** EXERCISE MATERIALS follows **

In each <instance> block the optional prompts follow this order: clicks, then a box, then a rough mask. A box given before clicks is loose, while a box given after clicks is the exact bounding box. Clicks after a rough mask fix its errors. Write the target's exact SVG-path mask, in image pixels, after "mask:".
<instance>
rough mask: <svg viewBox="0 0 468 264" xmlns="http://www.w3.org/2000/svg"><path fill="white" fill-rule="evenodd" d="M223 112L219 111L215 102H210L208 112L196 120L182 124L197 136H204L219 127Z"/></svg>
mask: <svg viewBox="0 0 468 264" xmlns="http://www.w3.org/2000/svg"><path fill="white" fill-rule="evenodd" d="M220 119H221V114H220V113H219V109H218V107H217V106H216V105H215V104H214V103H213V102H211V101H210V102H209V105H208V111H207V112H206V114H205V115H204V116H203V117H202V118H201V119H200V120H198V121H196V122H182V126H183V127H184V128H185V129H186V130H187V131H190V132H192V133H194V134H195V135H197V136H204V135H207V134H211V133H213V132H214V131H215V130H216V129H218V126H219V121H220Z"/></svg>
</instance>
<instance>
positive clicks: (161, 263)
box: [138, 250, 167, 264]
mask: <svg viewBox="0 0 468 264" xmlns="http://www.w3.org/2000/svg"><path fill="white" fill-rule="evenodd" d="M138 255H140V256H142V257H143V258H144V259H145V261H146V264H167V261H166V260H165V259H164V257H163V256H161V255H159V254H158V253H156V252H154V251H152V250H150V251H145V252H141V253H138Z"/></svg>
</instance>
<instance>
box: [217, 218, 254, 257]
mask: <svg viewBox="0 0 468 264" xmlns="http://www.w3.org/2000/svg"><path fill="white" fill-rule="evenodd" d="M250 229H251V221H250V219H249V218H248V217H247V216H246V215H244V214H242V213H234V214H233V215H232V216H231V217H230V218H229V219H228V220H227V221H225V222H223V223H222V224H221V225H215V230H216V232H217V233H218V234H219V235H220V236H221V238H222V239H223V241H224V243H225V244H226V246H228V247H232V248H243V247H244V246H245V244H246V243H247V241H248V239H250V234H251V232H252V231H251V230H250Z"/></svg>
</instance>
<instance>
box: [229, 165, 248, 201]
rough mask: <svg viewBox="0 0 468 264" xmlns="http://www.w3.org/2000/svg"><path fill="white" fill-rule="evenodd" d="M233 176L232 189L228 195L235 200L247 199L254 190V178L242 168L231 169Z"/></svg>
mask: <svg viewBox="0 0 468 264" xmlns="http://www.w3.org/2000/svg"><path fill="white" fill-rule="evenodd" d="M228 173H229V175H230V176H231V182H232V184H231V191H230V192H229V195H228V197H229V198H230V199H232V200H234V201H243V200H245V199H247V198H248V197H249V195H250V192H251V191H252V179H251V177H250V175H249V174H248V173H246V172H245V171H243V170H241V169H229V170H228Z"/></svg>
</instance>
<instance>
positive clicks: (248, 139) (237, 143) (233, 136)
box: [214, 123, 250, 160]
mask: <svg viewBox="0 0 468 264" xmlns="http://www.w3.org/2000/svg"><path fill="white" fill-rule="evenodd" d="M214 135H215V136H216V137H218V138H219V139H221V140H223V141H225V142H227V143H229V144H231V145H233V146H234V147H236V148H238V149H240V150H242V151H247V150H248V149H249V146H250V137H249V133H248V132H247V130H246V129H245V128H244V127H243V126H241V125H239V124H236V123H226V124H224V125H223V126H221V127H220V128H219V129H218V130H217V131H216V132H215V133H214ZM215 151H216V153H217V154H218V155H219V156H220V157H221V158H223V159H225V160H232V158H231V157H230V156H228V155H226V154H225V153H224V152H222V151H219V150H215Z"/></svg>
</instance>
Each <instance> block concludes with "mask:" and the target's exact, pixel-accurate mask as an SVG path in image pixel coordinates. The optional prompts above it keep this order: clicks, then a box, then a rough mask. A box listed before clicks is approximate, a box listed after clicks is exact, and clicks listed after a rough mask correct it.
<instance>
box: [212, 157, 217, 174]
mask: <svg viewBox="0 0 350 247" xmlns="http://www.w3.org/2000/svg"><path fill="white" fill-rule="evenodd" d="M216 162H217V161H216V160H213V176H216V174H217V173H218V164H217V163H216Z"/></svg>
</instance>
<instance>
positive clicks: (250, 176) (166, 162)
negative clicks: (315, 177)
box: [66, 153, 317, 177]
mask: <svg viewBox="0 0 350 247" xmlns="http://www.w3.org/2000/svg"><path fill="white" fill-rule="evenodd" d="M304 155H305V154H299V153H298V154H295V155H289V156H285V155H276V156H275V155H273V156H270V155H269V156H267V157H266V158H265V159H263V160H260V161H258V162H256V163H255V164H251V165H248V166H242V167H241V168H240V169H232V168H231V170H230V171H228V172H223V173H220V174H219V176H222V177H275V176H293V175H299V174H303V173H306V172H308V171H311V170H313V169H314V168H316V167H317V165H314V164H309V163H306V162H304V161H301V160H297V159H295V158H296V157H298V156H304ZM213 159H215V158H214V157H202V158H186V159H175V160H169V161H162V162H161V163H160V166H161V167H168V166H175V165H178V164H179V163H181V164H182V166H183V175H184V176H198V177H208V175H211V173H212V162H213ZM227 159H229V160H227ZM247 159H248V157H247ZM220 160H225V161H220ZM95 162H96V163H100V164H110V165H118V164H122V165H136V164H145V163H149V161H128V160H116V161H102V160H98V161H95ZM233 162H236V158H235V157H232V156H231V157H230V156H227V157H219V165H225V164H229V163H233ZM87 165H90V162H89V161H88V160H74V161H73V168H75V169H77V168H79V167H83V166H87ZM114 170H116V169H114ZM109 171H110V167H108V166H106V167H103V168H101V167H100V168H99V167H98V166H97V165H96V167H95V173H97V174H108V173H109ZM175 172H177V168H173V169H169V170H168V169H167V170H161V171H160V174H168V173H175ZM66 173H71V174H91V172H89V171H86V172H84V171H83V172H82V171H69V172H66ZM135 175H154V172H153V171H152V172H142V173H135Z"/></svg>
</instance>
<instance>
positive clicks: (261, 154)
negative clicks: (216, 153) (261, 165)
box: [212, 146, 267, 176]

** End of EXERCISE MATERIALS **

▶ **WHAT YOU WILL DO**
Write out the complete listing above, exactly as it reads.

▶ **OUTPUT**
In each <instance> block the optional prompts follow this order: clicks, then a box, then a rough mask. A box given before clicks is loose, while a box given after clicks is the exact bounding box. Clicks after a rough mask fix its errors. Write the target's exact SVG-path mask, in image pixels, after "mask:".
<instance>
rough mask: <svg viewBox="0 0 468 264" xmlns="http://www.w3.org/2000/svg"><path fill="white" fill-rule="evenodd" d="M223 112L219 111L215 102H210L208 112L196 120L182 124L197 136H204L219 127Z"/></svg>
mask: <svg viewBox="0 0 468 264" xmlns="http://www.w3.org/2000/svg"><path fill="white" fill-rule="evenodd" d="M220 119H221V114H220V113H219V109H218V107H217V106H216V105H215V104H214V103H213V102H211V101H210V102H209V105H208V111H207V112H206V114H205V115H204V116H203V117H202V118H201V119H200V120H198V121H196V122H182V126H183V127H184V128H185V129H186V130H187V131H190V132H192V133H194V134H195V135H197V136H204V135H207V134H211V133H213V132H214V131H215V130H216V129H218V126H219V121H220Z"/></svg>
</instance>
<instance>
positive clicks: (161, 263)
box: [138, 250, 167, 264]
mask: <svg viewBox="0 0 468 264" xmlns="http://www.w3.org/2000/svg"><path fill="white" fill-rule="evenodd" d="M138 255H140V256H142V257H143V258H144V259H145V261H146V264H167V261H166V260H165V259H164V257H163V256H161V255H159V254H158V253H156V252H154V251H152V250H150V251H145V252H141V253H138Z"/></svg>
</instance>
<instance>
box: [217, 218, 254, 257]
mask: <svg viewBox="0 0 468 264" xmlns="http://www.w3.org/2000/svg"><path fill="white" fill-rule="evenodd" d="M250 229H251V221H250V219H249V218H248V217H247V216H246V215H244V214H242V213H234V214H233V215H232V216H231V217H230V218H229V219H228V220H227V221H225V222H223V223H222V224H221V225H215V230H216V232H217V233H218V234H219V235H220V236H221V238H222V239H223V241H224V243H225V244H226V246H228V247H232V248H243V247H244V246H245V244H246V243H247V241H248V239H250V234H251V232H252V231H251V230H250Z"/></svg>
</instance>
<instance>
box: [229, 165, 248, 201]
rough mask: <svg viewBox="0 0 468 264" xmlns="http://www.w3.org/2000/svg"><path fill="white" fill-rule="evenodd" d="M233 176L232 189L228 195L235 200L247 199L254 190V178L242 168L231 169Z"/></svg>
mask: <svg viewBox="0 0 468 264" xmlns="http://www.w3.org/2000/svg"><path fill="white" fill-rule="evenodd" d="M228 173H229V175H230V176H231V182H232V184H231V191H230V192H229V195H228V197H229V198H230V199H232V200H234V201H243V200H245V199H247V198H248V197H249V195H250V192H251V191H252V179H251V177H250V175H249V174H248V173H246V172H245V171H243V170H241V169H229V170H228Z"/></svg>
</instance>
<instance>
positive clicks: (248, 139) (237, 143) (233, 136)
box: [214, 123, 250, 160]
mask: <svg viewBox="0 0 468 264" xmlns="http://www.w3.org/2000/svg"><path fill="white" fill-rule="evenodd" d="M214 135H215V136H216V137H218V138H219V139H221V140H223V141H225V142H227V143H229V144H231V145H233V146H234V147H236V148H238V149H240V150H242V151H247V150H248V149H249V146H250V137H249V133H248V132H247V130H246V129H245V128H244V127H243V126H241V125H239V124H236V123H226V124H224V125H223V126H221V127H220V128H219V129H218V130H217V131H216V132H215V133H214ZM215 151H216V153H217V154H218V155H219V156H220V157H221V158H223V159H225V160H232V158H231V157H230V156H228V155H226V154H225V153H224V152H222V151H219V150H215Z"/></svg>
</instance>
Each <instance> block concludes with "mask:" and the target's exact, pixel-accurate mask as an SVG path in image pixel coordinates. The optional prompts above it keep this order: clicks, then a box, then a rough mask. A box listed before clicks is approximate, a box listed after clicks is exact, and clicks listed after a rough mask correct it.
<instance>
box: [212, 157, 217, 174]
mask: <svg viewBox="0 0 350 247" xmlns="http://www.w3.org/2000/svg"><path fill="white" fill-rule="evenodd" d="M216 162H217V161H216V160H213V176H216V174H217V173H218V164H217V163H216Z"/></svg>
</instance>
<instance>
positive clicks: (250, 176) (166, 162)
negative clicks: (315, 177)
box: [66, 153, 317, 177]
mask: <svg viewBox="0 0 350 247" xmlns="http://www.w3.org/2000/svg"><path fill="white" fill-rule="evenodd" d="M304 155H305V154H299V153H298V154H295V155H289V156H285V155H276V156H275V155H273V156H270V155H269V156H267V157H266V158H265V159H263V160H260V161H258V162H256V163H255V164H251V165H248V166H242V167H241V168H240V169H232V168H231V170H230V171H228V172H223V173H220V174H219V176H222V177H275V176H293V175H299V174H303V173H306V172H308V171H311V170H313V169H314V168H316V167H317V165H314V164H309V163H306V162H304V161H301V160H297V159H295V158H296V157H298V156H304ZM213 159H215V158H214V157H202V158H186V159H175V160H169V161H162V162H161V163H160V166H161V167H168V166H175V165H178V164H179V163H181V164H182V166H183V175H184V176H198V177H208V175H211V173H212V162H213ZM227 159H229V160H227ZM247 159H248V157H247ZM220 160H225V161H220ZM95 162H96V163H100V164H110V165H118V164H122V165H136V164H145V163H149V161H128V160H116V161H102V160H98V161H95ZM233 162H236V158H235V157H232V156H231V157H230V156H227V157H219V165H225V164H229V163H233ZM87 165H90V162H89V161H88V160H74V161H73V168H75V169H77V168H79V167H83V166H87ZM114 170H116V169H114ZM109 171H110V167H108V166H106V167H103V168H101V167H100V168H99V167H98V166H97V165H96V167H95V173H97V174H108V173H109ZM175 172H177V168H173V169H169V170H168V169H167V170H161V171H160V174H168V173H175ZM66 173H71V174H91V172H89V171H86V172H84V171H83V172H82V171H69V172H66ZM135 175H154V172H153V171H152V172H142V173H135Z"/></svg>
</instance>
<instance>
positive clicks: (261, 154)
negative clicks: (216, 153) (261, 165)
box: [212, 146, 267, 176]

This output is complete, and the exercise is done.